[Explore the material]
A. Summarize the text on eggplants in two sentences.
B. From the text on eggplants, copy the passage starting at "Eggplants are plump" and ending at "a protein source.".

[Extract to read]

+++++

How to Select Eggplants
Remember the 2 S’s when selecting eggplants at the grocery store: smooth and shiny. The skin of an eggplant should be free of wrinkles and blemishes and have a nice glow. Wrinkles indicate that the eggplant is past its prime. So does squishiness, so choose eggplants that are on the firmer side. This includes the stem. The stem should be firm, not mushy. Like most other produce, you want to select eggplants that are heavy for their size. Beware of large eggplants. They tend to be bitter and contain large seeds, so select ones of medium or small size.
When Are Eggplants in Season?
Eggplants are plump and glossy, with firm, meaty flesh. This close cousin of the tomato is available throughout the year but is at its peak from July to October. You’ll know you have a good one if it feels weighty and is shiny and firm.
Varieties of Eggplants
The most commonly known variety of eggplant is the globe eggplant, also known as the American eggplant. They are short, bulbous, and deep purple colored. This type is an excellent all-purpose eggplant because of its meaty texture and its content as a protein source.
Fairy Tale eggplants have attractive purple and white stripes along their plump bodies. They’re sweet to taste and have tender flesh, great for quick grilling.

+++++

[Data excerpts]
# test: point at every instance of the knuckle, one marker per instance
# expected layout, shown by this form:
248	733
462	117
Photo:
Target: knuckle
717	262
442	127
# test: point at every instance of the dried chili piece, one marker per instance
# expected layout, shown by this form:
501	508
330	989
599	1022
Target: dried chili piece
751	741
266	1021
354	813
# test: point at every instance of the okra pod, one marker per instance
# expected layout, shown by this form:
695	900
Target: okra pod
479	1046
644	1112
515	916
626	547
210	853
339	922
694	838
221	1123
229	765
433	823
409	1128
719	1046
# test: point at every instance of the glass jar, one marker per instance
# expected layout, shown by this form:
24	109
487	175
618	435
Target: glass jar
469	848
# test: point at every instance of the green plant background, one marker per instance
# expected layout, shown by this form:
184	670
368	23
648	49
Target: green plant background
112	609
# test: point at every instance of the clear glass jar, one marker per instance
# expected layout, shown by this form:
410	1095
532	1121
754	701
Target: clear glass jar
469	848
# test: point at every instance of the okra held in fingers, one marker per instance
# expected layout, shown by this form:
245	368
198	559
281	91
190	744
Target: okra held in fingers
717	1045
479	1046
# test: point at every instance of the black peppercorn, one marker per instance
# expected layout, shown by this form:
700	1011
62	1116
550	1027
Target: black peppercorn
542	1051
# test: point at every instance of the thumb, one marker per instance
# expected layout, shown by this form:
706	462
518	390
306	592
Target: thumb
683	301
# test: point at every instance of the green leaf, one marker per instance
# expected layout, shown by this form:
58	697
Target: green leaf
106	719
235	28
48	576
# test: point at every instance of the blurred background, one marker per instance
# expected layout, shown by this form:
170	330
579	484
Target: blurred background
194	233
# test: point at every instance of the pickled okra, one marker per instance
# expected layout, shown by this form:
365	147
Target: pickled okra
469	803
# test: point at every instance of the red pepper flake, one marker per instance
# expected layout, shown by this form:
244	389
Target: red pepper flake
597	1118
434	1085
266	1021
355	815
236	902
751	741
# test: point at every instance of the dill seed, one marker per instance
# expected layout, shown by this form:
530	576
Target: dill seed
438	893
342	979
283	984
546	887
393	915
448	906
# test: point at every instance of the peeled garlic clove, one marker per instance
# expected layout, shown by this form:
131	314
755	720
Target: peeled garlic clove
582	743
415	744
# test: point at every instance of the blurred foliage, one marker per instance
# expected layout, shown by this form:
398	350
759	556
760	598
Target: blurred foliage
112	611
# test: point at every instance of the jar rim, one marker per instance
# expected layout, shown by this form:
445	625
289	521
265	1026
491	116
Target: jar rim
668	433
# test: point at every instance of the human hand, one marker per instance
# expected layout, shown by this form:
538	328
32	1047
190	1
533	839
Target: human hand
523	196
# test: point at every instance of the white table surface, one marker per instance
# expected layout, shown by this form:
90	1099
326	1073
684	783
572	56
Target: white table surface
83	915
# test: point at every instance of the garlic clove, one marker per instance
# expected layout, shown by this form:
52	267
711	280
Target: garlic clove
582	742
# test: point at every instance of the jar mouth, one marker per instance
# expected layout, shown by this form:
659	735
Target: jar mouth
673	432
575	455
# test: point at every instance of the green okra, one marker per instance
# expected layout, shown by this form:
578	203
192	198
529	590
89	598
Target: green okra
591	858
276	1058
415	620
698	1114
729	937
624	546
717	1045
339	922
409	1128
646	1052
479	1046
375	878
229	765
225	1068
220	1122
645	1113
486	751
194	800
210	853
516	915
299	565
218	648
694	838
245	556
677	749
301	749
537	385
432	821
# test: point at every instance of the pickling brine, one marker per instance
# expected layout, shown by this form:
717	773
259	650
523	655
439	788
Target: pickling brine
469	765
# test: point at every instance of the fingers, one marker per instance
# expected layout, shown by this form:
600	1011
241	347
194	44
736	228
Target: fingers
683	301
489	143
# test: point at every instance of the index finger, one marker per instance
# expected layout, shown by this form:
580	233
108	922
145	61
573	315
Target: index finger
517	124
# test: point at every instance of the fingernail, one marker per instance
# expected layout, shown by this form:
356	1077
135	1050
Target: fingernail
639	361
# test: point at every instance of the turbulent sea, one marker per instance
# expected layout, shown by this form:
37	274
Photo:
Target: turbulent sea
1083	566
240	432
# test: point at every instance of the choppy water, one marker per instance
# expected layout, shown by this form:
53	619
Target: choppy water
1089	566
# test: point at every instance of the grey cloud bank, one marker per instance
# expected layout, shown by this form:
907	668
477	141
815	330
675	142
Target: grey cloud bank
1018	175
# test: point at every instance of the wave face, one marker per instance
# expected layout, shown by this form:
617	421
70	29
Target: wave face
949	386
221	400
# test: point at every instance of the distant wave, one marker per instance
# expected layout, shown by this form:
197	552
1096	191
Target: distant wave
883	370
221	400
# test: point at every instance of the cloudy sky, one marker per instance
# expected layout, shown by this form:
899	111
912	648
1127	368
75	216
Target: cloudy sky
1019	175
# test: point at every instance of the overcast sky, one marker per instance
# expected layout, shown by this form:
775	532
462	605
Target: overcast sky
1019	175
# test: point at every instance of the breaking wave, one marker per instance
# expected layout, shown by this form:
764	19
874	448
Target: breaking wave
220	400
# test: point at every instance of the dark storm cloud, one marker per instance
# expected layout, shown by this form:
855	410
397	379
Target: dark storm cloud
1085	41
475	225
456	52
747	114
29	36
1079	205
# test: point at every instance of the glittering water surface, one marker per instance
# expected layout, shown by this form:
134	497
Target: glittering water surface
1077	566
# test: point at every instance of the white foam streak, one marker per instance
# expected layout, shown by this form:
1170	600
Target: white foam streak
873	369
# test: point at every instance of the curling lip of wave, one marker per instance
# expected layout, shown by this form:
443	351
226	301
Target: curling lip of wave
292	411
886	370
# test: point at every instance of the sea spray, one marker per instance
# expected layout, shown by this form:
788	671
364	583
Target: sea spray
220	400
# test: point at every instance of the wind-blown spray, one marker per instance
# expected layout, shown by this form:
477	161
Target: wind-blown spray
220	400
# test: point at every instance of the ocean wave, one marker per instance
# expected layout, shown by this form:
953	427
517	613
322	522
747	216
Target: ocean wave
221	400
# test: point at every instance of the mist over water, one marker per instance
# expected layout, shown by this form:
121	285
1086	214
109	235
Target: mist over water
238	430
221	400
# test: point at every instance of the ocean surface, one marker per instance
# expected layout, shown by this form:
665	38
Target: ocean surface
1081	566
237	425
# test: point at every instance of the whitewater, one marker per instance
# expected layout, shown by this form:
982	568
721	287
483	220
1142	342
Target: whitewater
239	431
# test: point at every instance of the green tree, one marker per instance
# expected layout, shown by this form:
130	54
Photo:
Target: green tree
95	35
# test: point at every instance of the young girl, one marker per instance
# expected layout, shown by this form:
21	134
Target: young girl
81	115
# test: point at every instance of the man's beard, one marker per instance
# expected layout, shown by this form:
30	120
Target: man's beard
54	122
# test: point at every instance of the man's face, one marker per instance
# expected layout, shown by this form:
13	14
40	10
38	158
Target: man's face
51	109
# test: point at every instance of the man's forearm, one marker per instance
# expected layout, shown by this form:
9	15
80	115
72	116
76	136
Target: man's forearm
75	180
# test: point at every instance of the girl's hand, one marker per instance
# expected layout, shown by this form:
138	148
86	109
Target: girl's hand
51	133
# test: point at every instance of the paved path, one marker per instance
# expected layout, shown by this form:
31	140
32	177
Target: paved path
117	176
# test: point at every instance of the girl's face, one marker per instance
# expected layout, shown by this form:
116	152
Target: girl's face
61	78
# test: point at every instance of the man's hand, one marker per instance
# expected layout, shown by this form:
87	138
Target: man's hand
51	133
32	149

+++++

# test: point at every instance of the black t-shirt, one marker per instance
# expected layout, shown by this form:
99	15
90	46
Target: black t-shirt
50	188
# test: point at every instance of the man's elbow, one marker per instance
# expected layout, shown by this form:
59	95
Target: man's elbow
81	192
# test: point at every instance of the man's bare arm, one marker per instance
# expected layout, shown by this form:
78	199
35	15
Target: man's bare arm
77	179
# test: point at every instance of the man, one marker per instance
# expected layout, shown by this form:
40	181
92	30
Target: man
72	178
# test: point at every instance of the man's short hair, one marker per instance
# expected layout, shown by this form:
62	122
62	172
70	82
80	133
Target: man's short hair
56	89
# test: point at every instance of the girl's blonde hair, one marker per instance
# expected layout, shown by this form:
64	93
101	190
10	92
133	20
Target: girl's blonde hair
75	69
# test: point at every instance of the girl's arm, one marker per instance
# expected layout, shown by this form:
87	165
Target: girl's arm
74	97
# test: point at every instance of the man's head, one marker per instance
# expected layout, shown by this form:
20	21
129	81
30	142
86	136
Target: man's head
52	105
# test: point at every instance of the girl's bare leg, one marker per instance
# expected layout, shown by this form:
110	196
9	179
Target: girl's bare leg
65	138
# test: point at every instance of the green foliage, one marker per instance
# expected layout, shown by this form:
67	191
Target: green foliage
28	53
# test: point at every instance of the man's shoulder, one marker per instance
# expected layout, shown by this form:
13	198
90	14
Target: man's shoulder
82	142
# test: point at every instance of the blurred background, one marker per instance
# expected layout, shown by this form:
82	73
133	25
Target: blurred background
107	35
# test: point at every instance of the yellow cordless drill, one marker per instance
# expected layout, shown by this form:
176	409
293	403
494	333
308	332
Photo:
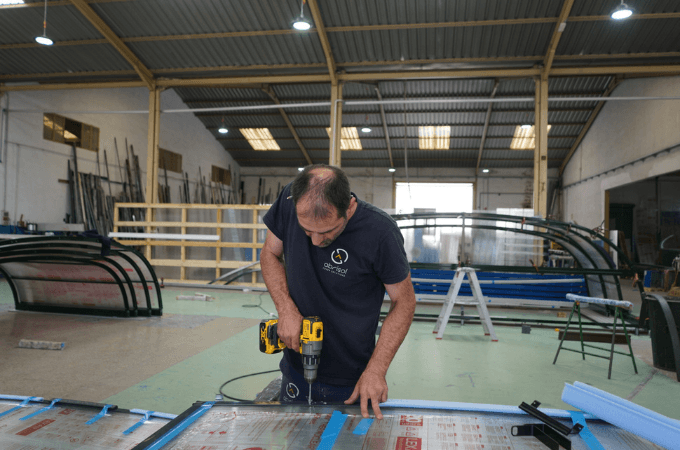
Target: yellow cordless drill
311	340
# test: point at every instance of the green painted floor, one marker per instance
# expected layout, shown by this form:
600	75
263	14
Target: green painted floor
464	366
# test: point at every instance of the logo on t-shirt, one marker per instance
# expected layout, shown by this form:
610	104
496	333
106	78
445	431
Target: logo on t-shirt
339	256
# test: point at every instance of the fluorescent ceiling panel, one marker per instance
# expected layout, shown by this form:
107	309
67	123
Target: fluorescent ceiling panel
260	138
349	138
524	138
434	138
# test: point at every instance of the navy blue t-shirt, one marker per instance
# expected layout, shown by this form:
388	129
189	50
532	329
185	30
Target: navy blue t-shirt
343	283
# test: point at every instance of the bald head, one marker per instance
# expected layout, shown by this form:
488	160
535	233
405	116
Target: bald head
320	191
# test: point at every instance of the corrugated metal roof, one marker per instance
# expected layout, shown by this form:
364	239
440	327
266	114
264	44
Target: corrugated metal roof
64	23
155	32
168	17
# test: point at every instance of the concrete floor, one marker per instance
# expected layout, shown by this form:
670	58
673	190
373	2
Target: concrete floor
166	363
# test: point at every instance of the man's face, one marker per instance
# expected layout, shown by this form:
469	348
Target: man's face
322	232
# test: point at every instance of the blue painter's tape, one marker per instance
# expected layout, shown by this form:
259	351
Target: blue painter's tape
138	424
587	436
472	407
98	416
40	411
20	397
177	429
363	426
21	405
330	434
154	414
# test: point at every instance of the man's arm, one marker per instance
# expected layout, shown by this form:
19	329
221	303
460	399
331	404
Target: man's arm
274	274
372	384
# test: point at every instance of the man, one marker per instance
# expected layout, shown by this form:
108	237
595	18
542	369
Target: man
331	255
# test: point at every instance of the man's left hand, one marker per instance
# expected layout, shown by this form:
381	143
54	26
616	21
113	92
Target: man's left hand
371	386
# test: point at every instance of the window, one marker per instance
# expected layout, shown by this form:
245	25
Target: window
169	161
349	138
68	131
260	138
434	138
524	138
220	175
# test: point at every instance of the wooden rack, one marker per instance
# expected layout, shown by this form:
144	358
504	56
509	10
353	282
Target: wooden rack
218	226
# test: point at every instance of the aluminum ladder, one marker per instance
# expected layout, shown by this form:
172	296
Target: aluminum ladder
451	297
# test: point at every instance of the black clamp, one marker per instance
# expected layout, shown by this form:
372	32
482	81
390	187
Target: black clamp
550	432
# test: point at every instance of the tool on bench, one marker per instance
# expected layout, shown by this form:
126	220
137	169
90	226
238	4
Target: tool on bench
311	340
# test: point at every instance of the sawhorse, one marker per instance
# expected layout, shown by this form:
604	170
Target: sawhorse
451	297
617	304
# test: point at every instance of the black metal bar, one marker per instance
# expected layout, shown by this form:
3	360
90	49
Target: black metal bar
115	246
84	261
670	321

+++++

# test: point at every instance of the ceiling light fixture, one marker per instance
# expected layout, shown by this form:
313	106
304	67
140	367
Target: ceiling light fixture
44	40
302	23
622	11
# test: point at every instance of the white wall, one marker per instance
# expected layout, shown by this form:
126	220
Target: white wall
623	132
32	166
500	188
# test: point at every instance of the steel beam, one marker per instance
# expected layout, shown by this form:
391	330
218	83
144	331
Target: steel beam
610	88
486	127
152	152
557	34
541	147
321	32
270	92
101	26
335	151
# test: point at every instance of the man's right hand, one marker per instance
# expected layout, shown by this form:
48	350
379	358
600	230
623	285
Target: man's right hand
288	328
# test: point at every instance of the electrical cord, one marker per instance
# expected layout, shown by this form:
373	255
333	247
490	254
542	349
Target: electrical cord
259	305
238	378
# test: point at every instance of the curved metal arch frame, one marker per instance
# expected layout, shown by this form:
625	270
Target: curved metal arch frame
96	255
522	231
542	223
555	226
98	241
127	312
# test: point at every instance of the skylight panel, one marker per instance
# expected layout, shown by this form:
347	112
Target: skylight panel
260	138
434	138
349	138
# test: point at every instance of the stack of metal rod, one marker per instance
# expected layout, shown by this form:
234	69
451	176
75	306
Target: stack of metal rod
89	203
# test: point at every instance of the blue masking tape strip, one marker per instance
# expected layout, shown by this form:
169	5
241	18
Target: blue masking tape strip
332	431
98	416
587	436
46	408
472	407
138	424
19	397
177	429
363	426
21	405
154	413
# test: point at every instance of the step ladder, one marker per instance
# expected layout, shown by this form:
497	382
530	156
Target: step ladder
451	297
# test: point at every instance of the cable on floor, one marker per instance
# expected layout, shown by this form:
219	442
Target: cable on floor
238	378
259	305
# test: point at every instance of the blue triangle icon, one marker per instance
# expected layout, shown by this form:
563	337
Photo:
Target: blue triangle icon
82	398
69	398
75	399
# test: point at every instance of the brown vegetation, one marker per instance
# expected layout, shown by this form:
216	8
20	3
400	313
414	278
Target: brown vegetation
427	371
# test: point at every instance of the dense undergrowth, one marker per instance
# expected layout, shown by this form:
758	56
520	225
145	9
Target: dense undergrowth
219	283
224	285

+++++

[Answers by item]
A. Good eggplants are smooth, shiny, and firm, with a firm stem, and are heavy for their size and of medium or small size, because wrinkles and squishiness show an eggplant is past its prime and large ones tend to be bitter with large seeds. Eggplants are available throughout the year but peak from July to October, and their varieties include the all-purpose globe, or American, eggplant and the sweet, tender-fleshed Fairy Tale eggplant.

B.
Eggplants are plump and glossy, with firm, meaty flesh. This close cousin of the tomato is available throughout the year but is at its peak from July to October. You’ll know you have a good one if it feels weighty and is shiny and firm.
Varieties of Eggplants
The most commonly known variety of eggplant is the globe eggplant, also known as the American eggplant. They are short, bulbous, and deep purple colored. This type is an excellent all-purpose eggplant because of its meaty texture and its content as a protein source.